:: Text section ::

>>>>

Roger Kimball made sense. Then he voted for Donald Trump. Like Glenn Loury. And I’m thinking, can’t these smart men see the gangster personality oozing from Trump’s pores? Five minutes of watching Trump speak was enough for me. It’s an enormous mistake to underestimate personality and character.
And then here we are with a bill mislabeled “Don’t say gay”—it says nothing of the kind. Watch enough YouTube videos of mothers saying they don’t like graphic textbooks of descriptions of fisting and you may sympathize. African-American history hasn’t been banned. Exactly what’s been banned is public information, recently exposed by Christopher Rufo—the documents are on the net.
Watching current versions of sex and gender instruction in schools, I wonder if children are left any privacy at all. The barrage of information about sexual techniques seems to me to force children to think about sex in particular ideological ways rather than make their own discoveries. Not to mention the policy of not informing parents about a child’s wish to adopt a new gender.

<<<<

:: To be done ::
Can you continue the opinion piece on Trump voters and school sex education, starting after its last sentence? The listing is separate material, unrelated to the opinion piece.

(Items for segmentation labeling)
>>>>

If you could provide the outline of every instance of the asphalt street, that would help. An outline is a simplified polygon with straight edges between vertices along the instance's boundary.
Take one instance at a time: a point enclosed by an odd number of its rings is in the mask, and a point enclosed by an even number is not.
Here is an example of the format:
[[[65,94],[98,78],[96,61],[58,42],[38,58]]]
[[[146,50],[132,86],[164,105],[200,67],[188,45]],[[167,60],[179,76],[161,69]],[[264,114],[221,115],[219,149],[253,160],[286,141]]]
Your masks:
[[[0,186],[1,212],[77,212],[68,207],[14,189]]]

<<<<

:: Task output ::
Book-banning is always bad. There are plenty of bad
books out there, but the best way to make them desirable is to ban them. One
might say the same for DeSantis’s bill. Except: I’ve seen too many children’s
books about what “white people” think or say or do, casting all whites as
oppressors and all blacks as oppressed. I wouldn’t want a teacher reading my
kid those books. I’ve had plenty of time to observe what schoolchildren under
Hitler learned about “the Jew” to see the potential for damage—some of my
friends’ mothers remember what they learned in elementary school; now they
shrug with disbelief and say, “that’s what the teacher said."
The money going into DEI bureaucracies is a problem. The books being read young children (not to mention the drag queens waltzed in to provide diversity training) are a problem. Is banning these things a problem? If my children were young, I’d be afraid of making undesirable notions more desirable. And I’d home-school.